■ **WHAT IS REQUIRED**
Beginning with the line containing "Pick-planner input: for every instance of the black apron" and ending with the last line of the records, set down every line exactly.

#### RECORDED DATA

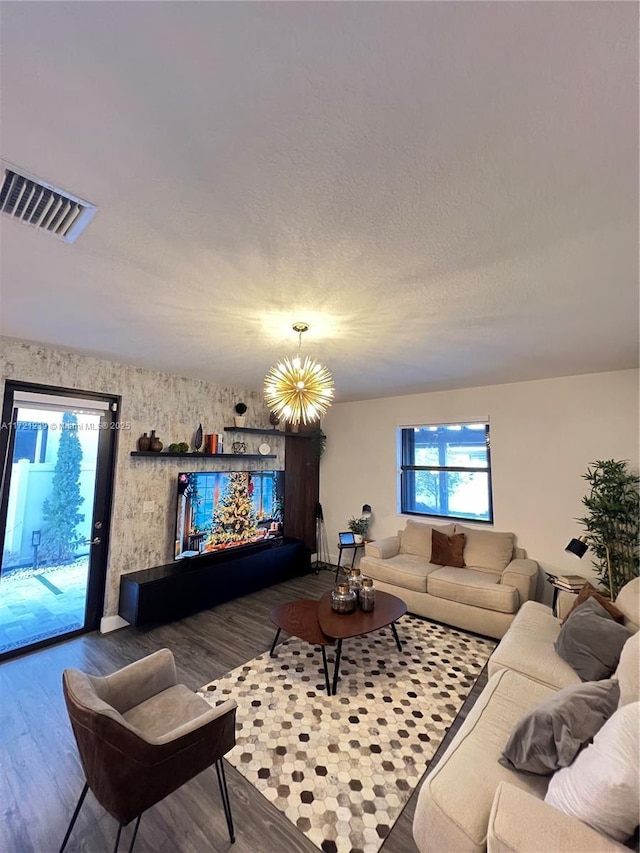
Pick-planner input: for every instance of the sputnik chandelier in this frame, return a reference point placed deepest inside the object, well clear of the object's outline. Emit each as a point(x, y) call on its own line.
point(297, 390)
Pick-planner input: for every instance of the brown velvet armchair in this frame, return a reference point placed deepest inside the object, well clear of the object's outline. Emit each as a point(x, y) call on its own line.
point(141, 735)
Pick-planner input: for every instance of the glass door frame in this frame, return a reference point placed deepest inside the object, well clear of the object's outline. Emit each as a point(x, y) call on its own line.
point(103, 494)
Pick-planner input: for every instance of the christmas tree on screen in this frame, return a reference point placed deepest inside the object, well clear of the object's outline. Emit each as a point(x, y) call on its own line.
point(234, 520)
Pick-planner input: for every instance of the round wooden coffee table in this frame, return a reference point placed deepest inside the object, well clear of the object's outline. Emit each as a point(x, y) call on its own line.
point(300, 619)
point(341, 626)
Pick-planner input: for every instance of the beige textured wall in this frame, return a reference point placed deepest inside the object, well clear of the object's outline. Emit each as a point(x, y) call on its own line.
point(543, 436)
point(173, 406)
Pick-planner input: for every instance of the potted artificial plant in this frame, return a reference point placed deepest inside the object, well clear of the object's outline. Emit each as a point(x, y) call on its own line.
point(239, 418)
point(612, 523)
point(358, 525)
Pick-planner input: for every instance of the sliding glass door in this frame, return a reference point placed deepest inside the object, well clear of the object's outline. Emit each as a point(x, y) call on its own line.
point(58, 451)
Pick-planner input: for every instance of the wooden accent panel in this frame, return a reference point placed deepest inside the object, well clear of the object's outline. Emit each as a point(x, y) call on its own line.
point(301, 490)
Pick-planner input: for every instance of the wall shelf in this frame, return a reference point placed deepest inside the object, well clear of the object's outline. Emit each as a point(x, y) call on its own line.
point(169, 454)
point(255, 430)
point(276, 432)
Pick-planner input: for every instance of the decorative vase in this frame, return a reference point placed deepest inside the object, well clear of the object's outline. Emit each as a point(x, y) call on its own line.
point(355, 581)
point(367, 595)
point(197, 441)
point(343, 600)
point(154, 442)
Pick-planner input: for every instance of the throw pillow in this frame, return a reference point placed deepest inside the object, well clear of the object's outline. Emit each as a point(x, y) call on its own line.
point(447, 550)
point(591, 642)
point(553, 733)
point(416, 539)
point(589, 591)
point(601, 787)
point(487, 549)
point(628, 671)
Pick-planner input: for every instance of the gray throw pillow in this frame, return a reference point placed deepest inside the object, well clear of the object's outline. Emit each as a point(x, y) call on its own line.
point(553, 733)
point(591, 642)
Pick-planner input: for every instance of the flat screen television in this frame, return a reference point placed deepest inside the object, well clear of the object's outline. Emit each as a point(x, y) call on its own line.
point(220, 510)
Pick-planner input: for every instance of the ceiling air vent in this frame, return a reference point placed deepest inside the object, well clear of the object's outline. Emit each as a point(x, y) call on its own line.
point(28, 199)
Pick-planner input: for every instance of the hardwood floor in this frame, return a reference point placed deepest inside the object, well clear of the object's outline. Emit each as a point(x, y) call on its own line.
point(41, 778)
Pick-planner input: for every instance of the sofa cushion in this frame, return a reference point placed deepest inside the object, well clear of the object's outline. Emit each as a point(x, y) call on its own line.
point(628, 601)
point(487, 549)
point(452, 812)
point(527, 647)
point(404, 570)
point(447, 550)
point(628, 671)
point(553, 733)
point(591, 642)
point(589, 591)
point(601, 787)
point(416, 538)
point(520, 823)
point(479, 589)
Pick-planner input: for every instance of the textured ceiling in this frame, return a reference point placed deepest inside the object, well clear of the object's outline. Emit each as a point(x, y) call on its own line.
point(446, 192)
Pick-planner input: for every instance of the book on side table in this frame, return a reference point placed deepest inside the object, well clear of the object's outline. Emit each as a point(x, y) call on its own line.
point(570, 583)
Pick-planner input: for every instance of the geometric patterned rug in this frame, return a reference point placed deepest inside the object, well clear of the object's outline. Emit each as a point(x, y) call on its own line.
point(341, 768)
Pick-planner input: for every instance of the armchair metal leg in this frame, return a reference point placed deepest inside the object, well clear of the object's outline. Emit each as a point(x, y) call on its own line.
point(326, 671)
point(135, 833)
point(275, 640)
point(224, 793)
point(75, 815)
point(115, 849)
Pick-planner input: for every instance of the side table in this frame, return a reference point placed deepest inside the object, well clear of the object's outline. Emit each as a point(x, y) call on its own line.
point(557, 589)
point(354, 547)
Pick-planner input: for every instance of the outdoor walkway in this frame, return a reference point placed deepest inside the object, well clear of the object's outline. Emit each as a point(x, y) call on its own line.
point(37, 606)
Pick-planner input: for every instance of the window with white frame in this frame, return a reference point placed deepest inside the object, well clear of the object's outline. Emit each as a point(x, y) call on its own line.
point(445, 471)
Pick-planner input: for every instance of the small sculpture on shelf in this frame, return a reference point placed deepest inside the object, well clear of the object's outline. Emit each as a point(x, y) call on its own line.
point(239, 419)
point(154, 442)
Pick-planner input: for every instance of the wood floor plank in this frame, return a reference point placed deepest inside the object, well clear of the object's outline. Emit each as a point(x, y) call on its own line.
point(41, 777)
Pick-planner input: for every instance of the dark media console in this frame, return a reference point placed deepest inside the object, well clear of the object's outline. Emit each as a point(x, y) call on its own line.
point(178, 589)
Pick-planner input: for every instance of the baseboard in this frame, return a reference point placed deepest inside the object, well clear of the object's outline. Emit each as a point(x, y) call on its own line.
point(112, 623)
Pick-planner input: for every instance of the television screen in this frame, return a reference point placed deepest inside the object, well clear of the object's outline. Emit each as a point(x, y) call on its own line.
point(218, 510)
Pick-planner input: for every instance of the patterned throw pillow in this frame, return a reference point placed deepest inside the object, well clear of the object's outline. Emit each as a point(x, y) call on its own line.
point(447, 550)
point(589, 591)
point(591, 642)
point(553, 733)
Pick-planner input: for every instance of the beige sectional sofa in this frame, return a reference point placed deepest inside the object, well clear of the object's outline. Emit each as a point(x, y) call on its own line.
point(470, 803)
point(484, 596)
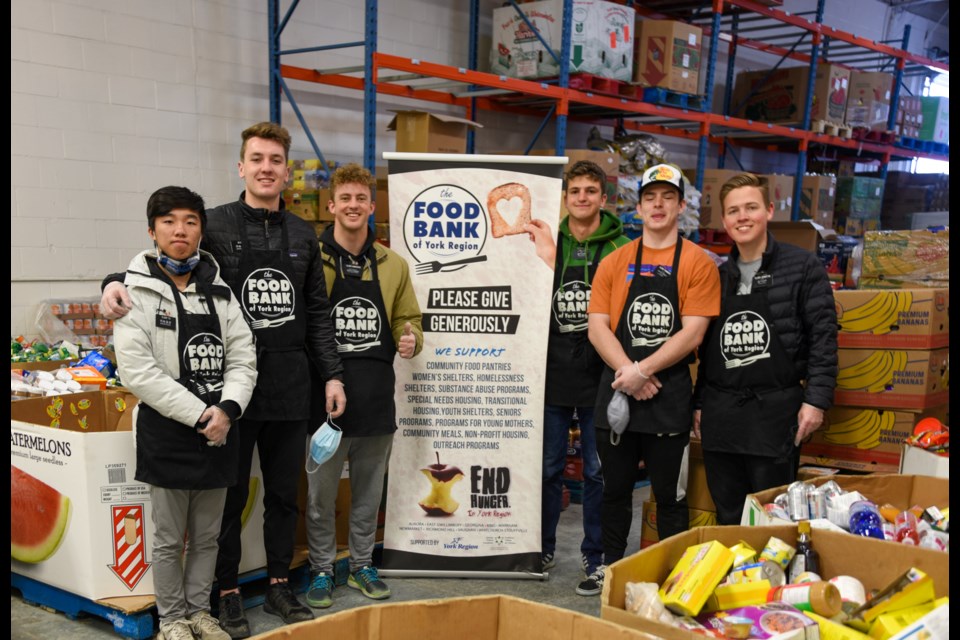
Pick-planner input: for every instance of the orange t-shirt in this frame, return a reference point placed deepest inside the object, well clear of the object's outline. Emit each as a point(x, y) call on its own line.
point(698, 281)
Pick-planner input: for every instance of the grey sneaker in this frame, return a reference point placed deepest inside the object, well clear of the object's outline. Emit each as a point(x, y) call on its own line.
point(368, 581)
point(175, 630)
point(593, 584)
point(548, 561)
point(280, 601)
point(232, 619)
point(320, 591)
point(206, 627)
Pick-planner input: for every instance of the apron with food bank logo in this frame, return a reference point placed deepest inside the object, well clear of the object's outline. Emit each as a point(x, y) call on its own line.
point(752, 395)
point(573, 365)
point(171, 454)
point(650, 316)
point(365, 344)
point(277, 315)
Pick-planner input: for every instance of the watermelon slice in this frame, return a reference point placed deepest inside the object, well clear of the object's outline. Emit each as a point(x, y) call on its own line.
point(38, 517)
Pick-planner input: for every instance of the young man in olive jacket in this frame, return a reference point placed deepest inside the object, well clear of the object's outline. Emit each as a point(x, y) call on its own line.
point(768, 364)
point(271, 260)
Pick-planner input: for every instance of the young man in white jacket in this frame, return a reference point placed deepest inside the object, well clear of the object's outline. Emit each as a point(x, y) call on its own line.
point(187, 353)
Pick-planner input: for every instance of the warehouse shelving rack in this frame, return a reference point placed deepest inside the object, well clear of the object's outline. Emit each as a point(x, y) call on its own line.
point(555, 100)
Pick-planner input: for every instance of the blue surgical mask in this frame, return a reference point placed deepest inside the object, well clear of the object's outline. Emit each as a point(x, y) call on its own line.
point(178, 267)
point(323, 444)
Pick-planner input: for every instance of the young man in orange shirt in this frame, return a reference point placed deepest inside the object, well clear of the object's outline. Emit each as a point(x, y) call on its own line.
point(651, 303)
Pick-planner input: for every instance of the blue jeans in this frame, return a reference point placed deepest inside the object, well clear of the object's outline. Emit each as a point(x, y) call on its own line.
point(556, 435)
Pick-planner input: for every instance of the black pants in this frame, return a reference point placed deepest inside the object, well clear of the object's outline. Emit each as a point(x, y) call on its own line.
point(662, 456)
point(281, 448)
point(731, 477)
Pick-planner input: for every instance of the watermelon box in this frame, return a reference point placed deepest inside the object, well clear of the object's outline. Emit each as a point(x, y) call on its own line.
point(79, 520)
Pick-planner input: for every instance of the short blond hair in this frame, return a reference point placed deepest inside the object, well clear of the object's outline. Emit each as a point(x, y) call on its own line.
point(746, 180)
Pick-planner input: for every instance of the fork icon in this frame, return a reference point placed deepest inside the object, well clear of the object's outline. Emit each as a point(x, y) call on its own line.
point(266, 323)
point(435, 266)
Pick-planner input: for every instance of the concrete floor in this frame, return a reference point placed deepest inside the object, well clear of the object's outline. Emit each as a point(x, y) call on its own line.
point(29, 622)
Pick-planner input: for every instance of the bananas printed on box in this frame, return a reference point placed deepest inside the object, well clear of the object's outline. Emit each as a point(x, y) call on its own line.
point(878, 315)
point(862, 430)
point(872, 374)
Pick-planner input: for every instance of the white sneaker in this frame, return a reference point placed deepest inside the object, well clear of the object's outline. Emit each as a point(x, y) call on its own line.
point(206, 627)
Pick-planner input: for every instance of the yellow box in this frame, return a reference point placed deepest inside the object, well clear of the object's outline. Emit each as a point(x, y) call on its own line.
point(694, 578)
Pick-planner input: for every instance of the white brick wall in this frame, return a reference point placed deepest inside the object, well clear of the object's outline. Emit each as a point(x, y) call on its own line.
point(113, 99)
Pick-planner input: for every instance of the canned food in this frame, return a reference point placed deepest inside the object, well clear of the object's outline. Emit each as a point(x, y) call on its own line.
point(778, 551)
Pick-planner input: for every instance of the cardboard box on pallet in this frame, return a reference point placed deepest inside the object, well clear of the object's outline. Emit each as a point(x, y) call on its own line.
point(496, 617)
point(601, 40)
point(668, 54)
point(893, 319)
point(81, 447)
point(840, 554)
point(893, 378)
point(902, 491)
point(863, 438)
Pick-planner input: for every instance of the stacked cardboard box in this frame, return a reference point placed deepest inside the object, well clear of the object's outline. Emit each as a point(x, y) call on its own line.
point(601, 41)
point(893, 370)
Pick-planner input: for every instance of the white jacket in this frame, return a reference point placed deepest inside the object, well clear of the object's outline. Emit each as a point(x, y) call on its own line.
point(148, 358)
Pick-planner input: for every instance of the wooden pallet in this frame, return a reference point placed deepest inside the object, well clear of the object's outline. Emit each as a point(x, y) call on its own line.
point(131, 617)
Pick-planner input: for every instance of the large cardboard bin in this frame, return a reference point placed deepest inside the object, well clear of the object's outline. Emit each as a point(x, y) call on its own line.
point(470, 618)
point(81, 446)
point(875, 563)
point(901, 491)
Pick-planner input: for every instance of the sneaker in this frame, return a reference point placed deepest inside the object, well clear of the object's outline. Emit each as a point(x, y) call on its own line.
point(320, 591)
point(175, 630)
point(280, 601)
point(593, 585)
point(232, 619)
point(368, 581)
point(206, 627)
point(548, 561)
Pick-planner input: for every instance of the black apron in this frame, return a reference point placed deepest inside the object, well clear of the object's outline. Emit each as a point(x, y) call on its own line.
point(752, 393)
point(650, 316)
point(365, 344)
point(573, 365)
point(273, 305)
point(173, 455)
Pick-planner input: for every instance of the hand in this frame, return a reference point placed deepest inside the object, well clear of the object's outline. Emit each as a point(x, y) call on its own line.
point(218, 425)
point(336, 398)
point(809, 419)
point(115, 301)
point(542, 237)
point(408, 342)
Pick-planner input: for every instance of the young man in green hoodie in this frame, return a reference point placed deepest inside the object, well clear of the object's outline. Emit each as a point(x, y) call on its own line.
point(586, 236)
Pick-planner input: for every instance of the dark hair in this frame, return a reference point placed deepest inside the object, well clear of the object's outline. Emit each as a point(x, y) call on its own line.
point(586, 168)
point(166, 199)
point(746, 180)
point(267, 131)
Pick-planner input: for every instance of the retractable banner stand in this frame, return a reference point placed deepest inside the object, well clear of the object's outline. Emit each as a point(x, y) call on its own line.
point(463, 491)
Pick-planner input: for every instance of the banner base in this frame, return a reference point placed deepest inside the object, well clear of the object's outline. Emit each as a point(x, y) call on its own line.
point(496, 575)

########

■ **WRITTEN SOLUTION**
Pick-planner input: for every instance of the black apron in this frame, return a reference point placed deepest inside the object, well clear of the object's outline. Emit each as a point(x, y) call on its own line.
point(752, 393)
point(650, 316)
point(365, 344)
point(573, 365)
point(273, 305)
point(173, 455)
Pick-planner input: for every instance of the hand in this frame, return a reference point placed deepest inside the object, well clear of the object's outline. Emit each as a point(x, y) call on its own line.
point(218, 425)
point(336, 398)
point(809, 419)
point(115, 301)
point(542, 237)
point(408, 342)
Pick-planner input: for every instance of the young man in green hoodie in this frame, return a reference point placed deepest inside the object, well clear of the object's outline. Emit each as a point(x, y) call on its own line.
point(586, 236)
Pick-planner input: for every instance of the dark hair in this frame, return a reference point placed deepest inside the object, well clear of the object's outline. Emit each as a point(x, y) call on its own line.
point(586, 168)
point(166, 199)
point(746, 180)
point(267, 131)
Pick-planner input: for every instance of the retractable banner stand in this frame, return a reference point placed deepest inside the object, well clear of the object's outline. Emit each as a point(x, y) call on its own line.
point(463, 491)
Pick-planner input: for every instance of the banner base in this frame, return a reference point placed deepest inside the object, well clear of the object's outline. Emit each as a point(x, y) call on its own line.
point(496, 575)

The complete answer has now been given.